## Exercise brief
Which lines in the items below contain the string "bird"? Report each such line in full.

## start Data supplied

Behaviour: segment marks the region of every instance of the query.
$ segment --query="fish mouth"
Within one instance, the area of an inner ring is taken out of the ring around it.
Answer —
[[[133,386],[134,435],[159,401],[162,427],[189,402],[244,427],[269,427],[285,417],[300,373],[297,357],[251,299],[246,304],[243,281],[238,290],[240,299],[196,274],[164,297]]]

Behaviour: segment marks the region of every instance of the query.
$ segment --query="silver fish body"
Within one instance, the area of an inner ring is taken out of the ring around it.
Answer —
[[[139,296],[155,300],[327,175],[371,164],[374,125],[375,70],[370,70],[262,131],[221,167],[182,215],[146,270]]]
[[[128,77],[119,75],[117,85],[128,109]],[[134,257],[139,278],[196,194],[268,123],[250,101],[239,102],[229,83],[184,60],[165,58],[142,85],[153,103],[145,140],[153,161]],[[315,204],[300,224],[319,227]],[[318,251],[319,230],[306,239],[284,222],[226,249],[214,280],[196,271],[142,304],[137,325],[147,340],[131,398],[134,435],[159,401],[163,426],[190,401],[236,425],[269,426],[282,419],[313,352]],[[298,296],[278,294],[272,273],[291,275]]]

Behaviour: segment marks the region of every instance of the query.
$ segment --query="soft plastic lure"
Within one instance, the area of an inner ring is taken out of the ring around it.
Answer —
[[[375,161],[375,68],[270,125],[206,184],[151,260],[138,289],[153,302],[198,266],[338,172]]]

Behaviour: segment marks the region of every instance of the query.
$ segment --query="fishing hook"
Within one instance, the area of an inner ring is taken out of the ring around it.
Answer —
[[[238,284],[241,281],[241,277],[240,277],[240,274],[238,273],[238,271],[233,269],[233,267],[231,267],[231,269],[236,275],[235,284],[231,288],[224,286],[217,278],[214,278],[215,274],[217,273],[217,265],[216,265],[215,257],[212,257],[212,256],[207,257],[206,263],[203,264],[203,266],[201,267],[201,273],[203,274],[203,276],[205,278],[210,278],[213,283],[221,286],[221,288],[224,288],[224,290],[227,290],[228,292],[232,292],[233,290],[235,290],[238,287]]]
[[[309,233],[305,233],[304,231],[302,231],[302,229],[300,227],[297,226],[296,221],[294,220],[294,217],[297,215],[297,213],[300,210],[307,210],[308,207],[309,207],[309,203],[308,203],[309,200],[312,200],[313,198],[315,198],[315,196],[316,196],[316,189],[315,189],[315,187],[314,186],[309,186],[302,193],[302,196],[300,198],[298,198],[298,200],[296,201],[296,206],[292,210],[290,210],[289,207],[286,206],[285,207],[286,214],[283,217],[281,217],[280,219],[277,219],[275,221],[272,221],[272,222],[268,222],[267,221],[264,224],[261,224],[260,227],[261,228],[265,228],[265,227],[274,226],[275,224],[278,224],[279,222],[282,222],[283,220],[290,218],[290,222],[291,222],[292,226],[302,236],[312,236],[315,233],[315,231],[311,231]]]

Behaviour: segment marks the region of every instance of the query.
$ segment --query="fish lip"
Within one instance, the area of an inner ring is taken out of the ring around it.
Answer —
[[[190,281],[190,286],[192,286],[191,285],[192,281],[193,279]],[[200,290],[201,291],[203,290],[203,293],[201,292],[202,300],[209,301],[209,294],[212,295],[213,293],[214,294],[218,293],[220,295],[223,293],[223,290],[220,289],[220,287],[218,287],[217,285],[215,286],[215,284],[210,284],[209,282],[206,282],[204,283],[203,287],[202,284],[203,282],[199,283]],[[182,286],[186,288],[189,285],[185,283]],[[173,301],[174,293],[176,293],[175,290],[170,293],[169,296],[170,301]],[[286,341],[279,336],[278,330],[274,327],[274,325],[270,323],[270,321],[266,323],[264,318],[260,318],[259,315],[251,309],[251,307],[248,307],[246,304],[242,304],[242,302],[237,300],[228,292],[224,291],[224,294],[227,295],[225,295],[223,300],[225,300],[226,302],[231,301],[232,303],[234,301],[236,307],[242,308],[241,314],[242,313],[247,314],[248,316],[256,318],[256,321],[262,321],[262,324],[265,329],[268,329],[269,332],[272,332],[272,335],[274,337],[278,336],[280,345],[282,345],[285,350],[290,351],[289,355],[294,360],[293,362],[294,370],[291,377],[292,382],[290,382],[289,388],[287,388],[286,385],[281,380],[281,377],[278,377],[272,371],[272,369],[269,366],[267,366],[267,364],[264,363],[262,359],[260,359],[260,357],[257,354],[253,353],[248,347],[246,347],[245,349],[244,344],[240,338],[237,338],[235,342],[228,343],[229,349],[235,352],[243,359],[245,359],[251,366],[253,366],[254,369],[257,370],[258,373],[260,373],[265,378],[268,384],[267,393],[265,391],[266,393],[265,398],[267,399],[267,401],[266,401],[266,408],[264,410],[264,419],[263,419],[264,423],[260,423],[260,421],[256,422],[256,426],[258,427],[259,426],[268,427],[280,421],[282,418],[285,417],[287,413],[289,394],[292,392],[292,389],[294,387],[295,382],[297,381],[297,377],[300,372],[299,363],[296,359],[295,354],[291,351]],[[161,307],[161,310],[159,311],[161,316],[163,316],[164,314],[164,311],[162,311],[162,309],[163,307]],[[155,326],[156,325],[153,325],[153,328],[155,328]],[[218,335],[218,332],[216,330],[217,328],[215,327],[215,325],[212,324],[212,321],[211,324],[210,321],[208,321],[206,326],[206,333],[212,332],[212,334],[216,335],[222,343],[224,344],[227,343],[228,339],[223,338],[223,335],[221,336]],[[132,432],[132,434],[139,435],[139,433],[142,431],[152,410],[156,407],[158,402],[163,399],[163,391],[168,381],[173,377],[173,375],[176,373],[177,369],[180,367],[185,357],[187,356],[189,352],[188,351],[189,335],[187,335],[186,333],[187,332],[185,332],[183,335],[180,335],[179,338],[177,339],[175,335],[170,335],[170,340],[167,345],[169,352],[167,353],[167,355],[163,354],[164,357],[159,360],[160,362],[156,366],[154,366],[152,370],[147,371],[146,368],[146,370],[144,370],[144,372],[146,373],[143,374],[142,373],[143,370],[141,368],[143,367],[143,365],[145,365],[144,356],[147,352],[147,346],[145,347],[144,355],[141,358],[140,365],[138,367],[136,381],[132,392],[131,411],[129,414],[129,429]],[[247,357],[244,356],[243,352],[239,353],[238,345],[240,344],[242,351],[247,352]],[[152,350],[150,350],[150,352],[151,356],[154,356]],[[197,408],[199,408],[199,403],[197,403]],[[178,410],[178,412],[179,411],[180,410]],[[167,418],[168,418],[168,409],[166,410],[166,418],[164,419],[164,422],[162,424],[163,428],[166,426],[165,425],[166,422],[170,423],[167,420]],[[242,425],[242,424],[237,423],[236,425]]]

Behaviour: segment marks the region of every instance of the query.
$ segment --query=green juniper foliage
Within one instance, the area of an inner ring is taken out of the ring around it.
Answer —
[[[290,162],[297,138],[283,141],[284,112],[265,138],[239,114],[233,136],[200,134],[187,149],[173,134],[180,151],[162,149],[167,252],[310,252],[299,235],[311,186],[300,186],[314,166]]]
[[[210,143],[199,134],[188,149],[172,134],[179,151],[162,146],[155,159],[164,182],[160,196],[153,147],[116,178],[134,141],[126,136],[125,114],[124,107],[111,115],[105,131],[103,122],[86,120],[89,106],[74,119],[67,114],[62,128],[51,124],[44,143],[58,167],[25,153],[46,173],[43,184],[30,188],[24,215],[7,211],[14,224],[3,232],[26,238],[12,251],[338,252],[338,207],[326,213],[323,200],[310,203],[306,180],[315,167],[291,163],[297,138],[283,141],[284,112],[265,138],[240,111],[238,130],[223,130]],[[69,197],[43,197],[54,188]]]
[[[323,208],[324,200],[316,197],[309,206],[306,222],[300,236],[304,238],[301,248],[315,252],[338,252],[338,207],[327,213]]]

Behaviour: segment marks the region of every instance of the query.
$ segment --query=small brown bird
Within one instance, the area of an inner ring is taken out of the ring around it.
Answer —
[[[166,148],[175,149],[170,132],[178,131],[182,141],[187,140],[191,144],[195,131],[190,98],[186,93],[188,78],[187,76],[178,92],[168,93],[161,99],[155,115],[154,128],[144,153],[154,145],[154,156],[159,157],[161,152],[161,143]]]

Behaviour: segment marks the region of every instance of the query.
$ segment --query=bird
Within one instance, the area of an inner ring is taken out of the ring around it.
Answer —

## end Data supplied

## Exercise output
$ segment --query=small brown bird
$ segment --query=bird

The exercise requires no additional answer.